Texto:
--------

Rizzatto Nunes: A lei seca e o direito do cidadão-consumidor de se locomover livremente – 5-12-2011
A lei seca e o direito do
cidadão-consumidor de se locomover livremente – 5-12-2011
Por Rizzatto Nunes
Abrahan
Lincoln disse que não se pode mentir o tempo todo, enganando todo mundo. Já
Adolf Hitler dizia que qualquer mentira acaba entrando pela goela da multidão hipnotizada, por mais absurda que
seja. Podemos acrescentar que, se alguma
coisa for feita diuturna e rotineiramente com ares de normalidade, acaba sendo
aceita por todos ou ao menos pela maioria como algo natural e, consequentemente,
aceito como norma válida.
Os
meios de comunicação batem tanto na tecla da chamada lei seca com suas numerosas
blitze que, aos poucos, as pessoas
vão aceitando o fato como válido. Mas, a verdade é que, do ponto de vista
jurídico, isso está longe de ser correto.
Volto
a um assunto que tratei mais de uma vez e que, penso, precisa ser compreendido
adequadamente pela sociedade. Lembro que não existe uma estratégia bem
elaborada para resolver o problema do consumo do álcool no país, conforme
mostrei em meu artigo “As bebidas
alcoólicas e o consumidor” publicado em agosto p.p.. Aliás, é de se
desconfiar da existência de um real interesse em resolver o problema.
Muito
bem. Meu amigo Walter Ego diz: “Uma das
claras diferenças entre uma democracia e uma ditadura é a de que nesta toda
pessoa da sociedade civil é suspeita (de algo...); naquela, todo cidadão é
inocente até prova (contundente) em contrário. Numa democracia, ninguém é
suspeito até agir como tal”. E ele complementa perguntando: “Dirigir um veículo é uma atitude suspeita?”

--------

Dados do exercício:
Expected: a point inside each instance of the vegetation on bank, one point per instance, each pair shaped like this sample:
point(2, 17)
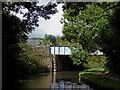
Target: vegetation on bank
point(30, 60)
point(93, 26)
point(99, 77)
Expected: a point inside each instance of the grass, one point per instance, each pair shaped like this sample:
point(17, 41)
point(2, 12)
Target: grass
point(100, 80)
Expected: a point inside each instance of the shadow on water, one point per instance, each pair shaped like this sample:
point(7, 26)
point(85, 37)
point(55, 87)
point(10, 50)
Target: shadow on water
point(55, 81)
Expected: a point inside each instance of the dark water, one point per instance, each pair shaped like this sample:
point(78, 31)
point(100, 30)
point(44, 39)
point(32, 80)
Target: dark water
point(54, 81)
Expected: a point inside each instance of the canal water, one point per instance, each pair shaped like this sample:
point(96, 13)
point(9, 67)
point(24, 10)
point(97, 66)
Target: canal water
point(55, 81)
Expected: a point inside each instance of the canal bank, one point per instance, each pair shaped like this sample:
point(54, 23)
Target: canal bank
point(98, 78)
point(55, 80)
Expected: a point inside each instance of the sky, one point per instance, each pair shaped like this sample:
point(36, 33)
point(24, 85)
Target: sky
point(51, 26)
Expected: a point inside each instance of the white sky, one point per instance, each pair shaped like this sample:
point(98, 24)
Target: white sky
point(51, 26)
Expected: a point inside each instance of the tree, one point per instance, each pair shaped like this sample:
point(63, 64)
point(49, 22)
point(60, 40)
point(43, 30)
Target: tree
point(15, 31)
point(94, 28)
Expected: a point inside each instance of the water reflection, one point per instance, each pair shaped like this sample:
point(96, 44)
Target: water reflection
point(55, 80)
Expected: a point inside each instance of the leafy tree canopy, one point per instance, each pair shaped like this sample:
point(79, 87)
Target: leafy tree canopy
point(94, 26)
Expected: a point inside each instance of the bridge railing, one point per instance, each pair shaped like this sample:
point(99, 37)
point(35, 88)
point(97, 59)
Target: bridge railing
point(60, 50)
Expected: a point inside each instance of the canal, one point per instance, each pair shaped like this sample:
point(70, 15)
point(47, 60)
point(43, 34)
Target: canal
point(54, 81)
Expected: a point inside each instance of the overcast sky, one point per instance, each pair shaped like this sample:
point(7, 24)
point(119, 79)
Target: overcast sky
point(51, 26)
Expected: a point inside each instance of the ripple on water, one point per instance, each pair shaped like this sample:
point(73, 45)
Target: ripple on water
point(70, 85)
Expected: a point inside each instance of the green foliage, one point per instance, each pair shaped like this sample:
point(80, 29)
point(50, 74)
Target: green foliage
point(78, 54)
point(95, 25)
point(15, 31)
point(30, 61)
point(103, 81)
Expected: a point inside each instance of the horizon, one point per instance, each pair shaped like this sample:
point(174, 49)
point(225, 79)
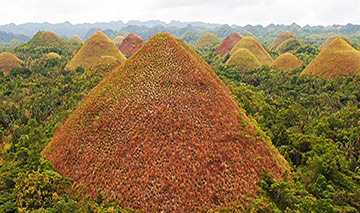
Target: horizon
point(231, 12)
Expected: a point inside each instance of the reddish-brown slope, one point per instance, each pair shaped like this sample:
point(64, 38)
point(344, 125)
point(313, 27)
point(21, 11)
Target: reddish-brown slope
point(228, 43)
point(160, 133)
point(130, 44)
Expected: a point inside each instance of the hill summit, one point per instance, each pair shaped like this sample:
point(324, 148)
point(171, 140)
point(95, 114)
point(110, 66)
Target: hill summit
point(9, 61)
point(255, 47)
point(286, 61)
point(96, 46)
point(338, 59)
point(243, 59)
point(130, 44)
point(161, 134)
point(228, 43)
point(206, 40)
point(280, 38)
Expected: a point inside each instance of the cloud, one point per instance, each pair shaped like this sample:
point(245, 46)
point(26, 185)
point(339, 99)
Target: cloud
point(240, 12)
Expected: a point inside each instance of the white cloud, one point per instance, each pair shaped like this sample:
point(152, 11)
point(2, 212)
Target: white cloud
point(239, 12)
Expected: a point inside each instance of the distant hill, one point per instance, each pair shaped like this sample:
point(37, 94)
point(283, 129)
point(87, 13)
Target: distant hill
point(338, 59)
point(161, 133)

--------

Tarefa proposta A: No texto sobre a lei seca, o que Lincoln disse?
Tarefa proposta B: Reescreva as linhas de dados do exercício, começando no início delas e terminando na linha que contém "point(60, 50)", com "Target" trocado por "Label" e nada mais alterado. Deixe as imagens de fora.
O texto e as linhas de dados não têm nenhuma relação entre si.

Resposta completa A: Que não se pode mentir o tempo todo, enganando todo mundo.

Resposta completa B:
Expected: a point inside each instance of the vegetation on bank, one point per instance, each pair shaped like this sample:
point(2, 17)
Label: vegetation on bank
point(30, 60)
point(93, 26)
point(99, 77)
Expected: a point inside each instance of the grass, one point per instance, each pair shaped like this sample:
point(17, 41)
point(2, 12)
Label: grass
point(100, 80)
Expected: a point inside each instance of the shadow on water, one point per instance, each pair shaped like this sample:
point(7, 26)
point(85, 37)
point(55, 87)
point(10, 50)
Label: shadow on water
point(55, 81)
Expected: a point inside each instance of the dark water, one point per instance, each pair shaped like this sample:
point(78, 31)
point(100, 30)
point(44, 39)
point(32, 80)
Label: dark water
point(54, 81)
Expected: a point inside each instance of the canal water, one point per instance, each pair shaped like this sample:
point(96, 13)
point(9, 67)
point(24, 10)
point(97, 66)
Label: canal water
point(55, 81)
Expected: a point inside each instance of the canal bank, one point per instance, each pair shaped like this sample:
point(54, 23)
Label: canal bank
point(98, 78)
point(55, 80)
Expected: a point inside each instance of the sky, one point per instance, each pair shaped like this sample:
point(36, 33)
point(24, 85)
Label: sky
point(51, 26)
Expected: a point inside each instance of the white sky, one point per instance, each pair shaped like this sample:
point(98, 24)
Label: white sky
point(51, 26)
Expected: a point inside each instance of the tree, one point per instance, each pair shaped like this sample:
point(63, 64)
point(49, 22)
point(60, 40)
point(43, 30)
Label: tree
point(15, 31)
point(94, 28)
Expected: a point inside each instance of the water reflection, one point per instance, each pair shaped like this sample:
point(96, 44)
Label: water reflection
point(55, 80)
Expected: a point inside each instance of the leafy tree canopy, one point per instance, each pair shaped like this sample:
point(79, 87)
Label: leafy tree canopy
point(94, 26)
Expected: a point inside each instance of the bridge railing, one point per instance, each pair shaped like this sample:
point(99, 37)
point(35, 88)
point(97, 59)
Label: bridge railing
point(60, 50)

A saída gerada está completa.